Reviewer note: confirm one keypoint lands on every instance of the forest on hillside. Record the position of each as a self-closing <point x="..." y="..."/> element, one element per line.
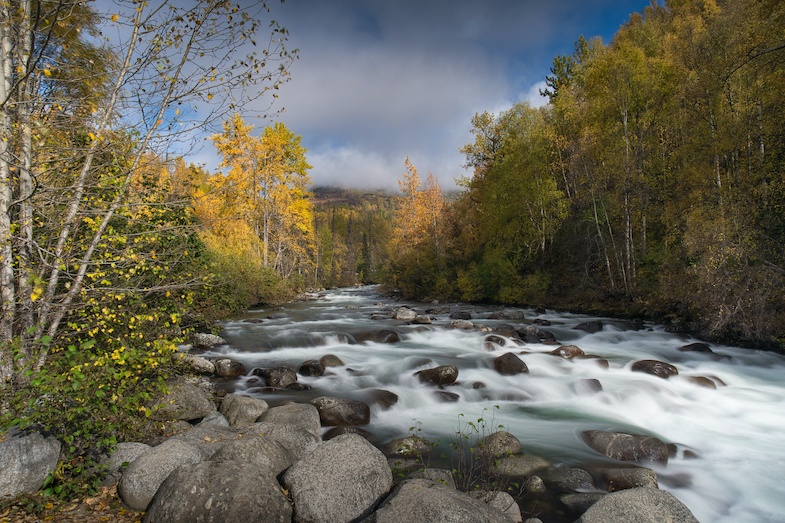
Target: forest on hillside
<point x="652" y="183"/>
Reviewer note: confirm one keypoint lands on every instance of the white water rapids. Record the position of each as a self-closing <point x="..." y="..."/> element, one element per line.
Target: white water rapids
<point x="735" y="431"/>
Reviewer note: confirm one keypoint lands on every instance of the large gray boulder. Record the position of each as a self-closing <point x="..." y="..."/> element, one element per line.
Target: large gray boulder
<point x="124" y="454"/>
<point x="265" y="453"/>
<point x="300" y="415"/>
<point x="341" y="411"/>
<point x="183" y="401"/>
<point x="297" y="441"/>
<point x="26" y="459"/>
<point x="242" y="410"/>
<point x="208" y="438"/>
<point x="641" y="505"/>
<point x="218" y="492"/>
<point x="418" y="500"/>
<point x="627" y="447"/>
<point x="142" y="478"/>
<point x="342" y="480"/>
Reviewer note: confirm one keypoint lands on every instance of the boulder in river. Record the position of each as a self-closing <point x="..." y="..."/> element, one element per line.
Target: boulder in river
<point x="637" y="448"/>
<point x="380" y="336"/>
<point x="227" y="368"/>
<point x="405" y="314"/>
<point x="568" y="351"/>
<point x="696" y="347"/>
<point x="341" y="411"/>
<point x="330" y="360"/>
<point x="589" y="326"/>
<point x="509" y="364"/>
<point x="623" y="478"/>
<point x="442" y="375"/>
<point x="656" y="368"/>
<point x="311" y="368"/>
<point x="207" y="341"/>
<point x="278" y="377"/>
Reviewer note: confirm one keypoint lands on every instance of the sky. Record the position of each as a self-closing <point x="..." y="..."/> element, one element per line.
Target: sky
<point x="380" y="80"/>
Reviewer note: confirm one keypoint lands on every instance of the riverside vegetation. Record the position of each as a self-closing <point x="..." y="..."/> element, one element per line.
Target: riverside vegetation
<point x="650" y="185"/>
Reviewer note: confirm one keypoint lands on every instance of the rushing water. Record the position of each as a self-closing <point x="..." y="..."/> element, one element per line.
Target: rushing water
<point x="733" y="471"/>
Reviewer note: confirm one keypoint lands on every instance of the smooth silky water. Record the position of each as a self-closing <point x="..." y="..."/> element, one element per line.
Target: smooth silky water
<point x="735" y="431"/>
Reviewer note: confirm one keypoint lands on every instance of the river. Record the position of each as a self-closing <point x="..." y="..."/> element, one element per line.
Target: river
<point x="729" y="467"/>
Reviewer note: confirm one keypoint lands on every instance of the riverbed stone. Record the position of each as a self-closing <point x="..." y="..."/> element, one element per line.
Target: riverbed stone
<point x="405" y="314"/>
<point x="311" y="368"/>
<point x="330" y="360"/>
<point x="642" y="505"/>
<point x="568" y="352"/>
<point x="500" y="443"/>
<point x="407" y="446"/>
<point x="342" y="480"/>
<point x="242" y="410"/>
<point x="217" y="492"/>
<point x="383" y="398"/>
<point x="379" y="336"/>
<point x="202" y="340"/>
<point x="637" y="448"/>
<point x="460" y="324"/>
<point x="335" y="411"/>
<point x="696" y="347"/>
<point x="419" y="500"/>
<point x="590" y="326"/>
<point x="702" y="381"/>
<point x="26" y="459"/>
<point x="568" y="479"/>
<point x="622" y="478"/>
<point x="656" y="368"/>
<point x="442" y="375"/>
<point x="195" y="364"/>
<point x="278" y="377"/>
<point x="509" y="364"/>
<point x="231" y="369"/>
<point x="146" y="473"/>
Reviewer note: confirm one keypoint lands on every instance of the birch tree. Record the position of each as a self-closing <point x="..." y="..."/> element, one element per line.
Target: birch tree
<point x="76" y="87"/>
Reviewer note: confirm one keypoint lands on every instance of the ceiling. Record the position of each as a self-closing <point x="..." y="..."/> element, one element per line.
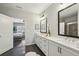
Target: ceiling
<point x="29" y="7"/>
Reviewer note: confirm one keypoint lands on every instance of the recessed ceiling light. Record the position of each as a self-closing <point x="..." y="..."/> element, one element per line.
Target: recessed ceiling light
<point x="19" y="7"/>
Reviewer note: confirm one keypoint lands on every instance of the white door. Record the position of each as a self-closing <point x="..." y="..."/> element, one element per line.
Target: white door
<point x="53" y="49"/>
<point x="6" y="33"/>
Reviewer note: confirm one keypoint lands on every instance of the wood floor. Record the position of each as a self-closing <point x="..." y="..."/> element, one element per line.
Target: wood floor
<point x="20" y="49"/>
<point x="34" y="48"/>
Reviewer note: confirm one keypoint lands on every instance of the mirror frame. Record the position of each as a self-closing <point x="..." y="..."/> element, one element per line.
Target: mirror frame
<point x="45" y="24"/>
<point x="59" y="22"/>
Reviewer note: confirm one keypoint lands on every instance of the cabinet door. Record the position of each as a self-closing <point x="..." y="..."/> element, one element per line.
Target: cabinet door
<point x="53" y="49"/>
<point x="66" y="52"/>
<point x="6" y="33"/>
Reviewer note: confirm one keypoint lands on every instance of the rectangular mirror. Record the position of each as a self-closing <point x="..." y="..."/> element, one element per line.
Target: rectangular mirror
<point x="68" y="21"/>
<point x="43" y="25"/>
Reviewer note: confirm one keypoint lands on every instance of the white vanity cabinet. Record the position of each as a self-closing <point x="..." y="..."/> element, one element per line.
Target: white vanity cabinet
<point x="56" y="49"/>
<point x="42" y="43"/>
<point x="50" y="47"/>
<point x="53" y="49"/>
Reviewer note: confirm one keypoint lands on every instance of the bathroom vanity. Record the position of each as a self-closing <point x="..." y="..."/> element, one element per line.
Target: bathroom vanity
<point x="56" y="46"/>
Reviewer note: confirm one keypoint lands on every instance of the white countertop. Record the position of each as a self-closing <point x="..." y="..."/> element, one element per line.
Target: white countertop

^^^^^^^^^^^^^^^^

-- Task details --
Convert every line of the listing above into a JSON list of strings, one string per line, omitting blank lines. Exclude the pictures from the result.

-- Final answer --
[
  "Reviewer note: confirm one keypoint lands on every instance of the forest on hillside. Record the position of each as a self-closing <point x=\"...\" y=\"...\"/> element, one element per line.",
  "Target: forest on hillside",
  "<point x=\"652\" y=\"183\"/>",
  "Reviewer note: confirm one keypoint lands on every instance of the white water rapids. Record the position of each as a self-closing <point x=\"...\" y=\"...\"/> element, one element per line.",
  "Target: white water rapids",
  "<point x=\"735\" y=\"431\"/>",
  "Reviewer note: confirm one keypoint lands on every instance of the large gray boulder. Record the position of each as a self-closing <point x=\"...\" y=\"...\"/> element, one element per line.",
  "Target: large gray boulder",
  "<point x=\"124\" y=\"454\"/>",
  "<point x=\"265\" y=\"453\"/>",
  "<point x=\"300\" y=\"415\"/>",
  "<point x=\"341\" y=\"411\"/>",
  "<point x=\"183\" y=\"401\"/>",
  "<point x=\"297\" y=\"441\"/>",
  "<point x=\"26\" y=\"459\"/>",
  "<point x=\"242\" y=\"410\"/>",
  "<point x=\"208\" y=\"438\"/>",
  "<point x=\"641\" y=\"505\"/>",
  "<point x=\"218\" y=\"492\"/>",
  "<point x=\"418\" y=\"500\"/>",
  "<point x=\"627\" y=\"447\"/>",
  "<point x=\"142\" y=\"478\"/>",
  "<point x=\"342\" y=\"480\"/>",
  "Reviewer note: confirm one keypoint lands on every instance of the boulder in river. Record the position of each as a self-closing <point x=\"...\" y=\"...\"/> element, one element per line.",
  "Target: boulder in river",
  "<point x=\"637\" y=\"448\"/>",
  "<point x=\"380\" y=\"336\"/>",
  "<point x=\"227\" y=\"368\"/>",
  "<point x=\"405\" y=\"314\"/>",
  "<point x=\"568\" y=\"351\"/>",
  "<point x=\"696\" y=\"347\"/>",
  "<point x=\"341\" y=\"411\"/>",
  "<point x=\"330\" y=\"360\"/>",
  "<point x=\"589\" y=\"326\"/>",
  "<point x=\"509\" y=\"364\"/>",
  "<point x=\"623\" y=\"478\"/>",
  "<point x=\"442\" y=\"375\"/>",
  "<point x=\"656\" y=\"368\"/>",
  "<point x=\"311\" y=\"368\"/>",
  "<point x=\"207\" y=\"341\"/>",
  "<point x=\"278\" y=\"377\"/>",
  "Reviewer note: confirm one keypoint lands on every instance of the sky. Record the position of each as a self-closing <point x=\"...\" y=\"...\"/> element, one element per line.",
  "Target: sky",
  "<point x=\"380\" y=\"80\"/>",
  "Reviewer note: confirm one keypoint lands on every instance of the riverside vegetation. Record the position of each as a self-closing <point x=\"...\" y=\"...\"/> element, one element per line.",
  "Target: riverside vegetation",
  "<point x=\"650\" y=\"185\"/>",
  "Reviewer note: confirm one keypoint lands on every instance of the rushing water. Record the position of each as a self-closing <point x=\"...\" y=\"...\"/> element, one element per line.",
  "Target: rushing water",
  "<point x=\"733\" y=\"471\"/>",
  "Reviewer note: confirm one keypoint lands on every instance of the smooth silky water. Record the position of each as a self-closing <point x=\"...\" y=\"...\"/> element, one element per line.",
  "Target: smooth silky water",
  "<point x=\"735\" y=\"431\"/>",
  "Reviewer note: confirm one keypoint lands on every instance of the river. Record the position of each as a self-closing <point x=\"...\" y=\"...\"/> element, one element per line.",
  "Target: river",
  "<point x=\"729\" y=\"467\"/>",
  "Reviewer note: confirm one keypoint lands on every instance of the riverbed stone. Record the position of each as a self-closing <point x=\"...\" y=\"...\"/> element, one element per line.",
  "Target: riverbed stone",
  "<point x=\"405\" y=\"314\"/>",
  "<point x=\"311\" y=\"368\"/>",
  "<point x=\"330\" y=\"360\"/>",
  "<point x=\"642\" y=\"505\"/>",
  "<point x=\"568\" y=\"352\"/>",
  "<point x=\"500\" y=\"443\"/>",
  "<point x=\"407\" y=\"446\"/>",
  "<point x=\"342\" y=\"480\"/>",
  "<point x=\"242\" y=\"410\"/>",
  "<point x=\"217\" y=\"492\"/>",
  "<point x=\"383\" y=\"398\"/>",
  "<point x=\"379\" y=\"336\"/>",
  "<point x=\"202\" y=\"340\"/>",
  "<point x=\"637\" y=\"448\"/>",
  "<point x=\"460\" y=\"324\"/>",
  "<point x=\"335\" y=\"411\"/>",
  "<point x=\"696\" y=\"347\"/>",
  "<point x=\"419\" y=\"500\"/>",
  "<point x=\"590\" y=\"326\"/>",
  "<point x=\"702\" y=\"381\"/>",
  "<point x=\"26\" y=\"459\"/>",
  "<point x=\"568\" y=\"479\"/>",
  "<point x=\"622\" y=\"478\"/>",
  "<point x=\"656\" y=\"368\"/>",
  "<point x=\"442\" y=\"375\"/>",
  "<point x=\"195\" y=\"364\"/>",
  "<point x=\"278\" y=\"377\"/>",
  "<point x=\"509\" y=\"364\"/>",
  "<point x=\"231\" y=\"369\"/>",
  "<point x=\"146\" y=\"473\"/>",
  "Reviewer note: confirm one keypoint lands on every instance of the birch tree. Record the position of each as a self-closing <point x=\"...\" y=\"...\"/> element, one element per line.",
  "Target: birch tree",
  "<point x=\"76\" y=\"87\"/>",
  "Reviewer note: confirm one keypoint lands on every instance of the ceiling. Record the position of each as a self-closing <point x=\"...\" y=\"...\"/> element, one element per line.",
  "Target: ceiling",
  "<point x=\"29\" y=\"7\"/>",
  "Reviewer note: confirm one keypoint lands on every instance of the recessed ceiling light. Record the position of each as a self-closing <point x=\"...\" y=\"...\"/> element, one element per line.",
  "Target: recessed ceiling light",
  "<point x=\"19\" y=\"7\"/>",
  "Reviewer note: confirm one keypoint lands on every instance of the white door. Record the position of each as a self-closing <point x=\"...\" y=\"...\"/> element, one element per line.",
  "Target: white door",
  "<point x=\"53\" y=\"49\"/>",
  "<point x=\"6\" y=\"33\"/>",
  "Reviewer note: confirm one keypoint lands on every instance of the wood floor. Record the position of each as a self-closing <point x=\"...\" y=\"...\"/> element, one element per line.",
  "Target: wood floor",
  "<point x=\"20\" y=\"49\"/>",
  "<point x=\"34\" y=\"48\"/>",
  "Reviewer note: confirm one keypoint lands on every instance of the mirror frame. Record the position of each as a self-closing <point x=\"...\" y=\"...\"/> element, one element per line.",
  "Target: mirror frame",
  "<point x=\"45\" y=\"24\"/>",
  "<point x=\"59\" y=\"22\"/>",
  "Reviewer note: confirm one keypoint lands on every instance of the cabinet door. Record the position of each as a self-closing <point x=\"...\" y=\"...\"/> element, one element per line.",
  "Target: cabinet door",
  "<point x=\"53\" y=\"49\"/>",
  "<point x=\"66\" y=\"52\"/>",
  "<point x=\"6\" y=\"33\"/>",
  "Reviewer note: confirm one keypoint lands on every instance of the rectangular mirror. Record the position of each as a self-closing <point x=\"...\" y=\"...\"/> element, one element per line.",
  "Target: rectangular mirror",
  "<point x=\"68\" y=\"21\"/>",
  "<point x=\"43\" y=\"25\"/>",
  "Reviewer note: confirm one keypoint lands on every instance of the white vanity cabinet. Record the position of each as a self-closing <point x=\"...\" y=\"...\"/> element, one element per line.",
  "Target: white vanity cabinet",
  "<point x=\"56\" y=\"49\"/>",
  "<point x=\"42\" y=\"43\"/>",
  "<point x=\"50\" y=\"47\"/>",
  "<point x=\"53\" y=\"49\"/>",
  "Reviewer note: confirm one keypoint lands on every instance of the bathroom vanity. Record the position of each as a self-closing <point x=\"...\" y=\"...\"/> element, one element per line.",
  "Target: bathroom vanity",
  "<point x=\"56\" y=\"46\"/>",
  "Reviewer note: confirm one keypoint lands on every instance of the white countertop. Record the position of each as a self-closing <point x=\"...\" y=\"...\"/> element, one element per line.",
  "Target: white countertop"
]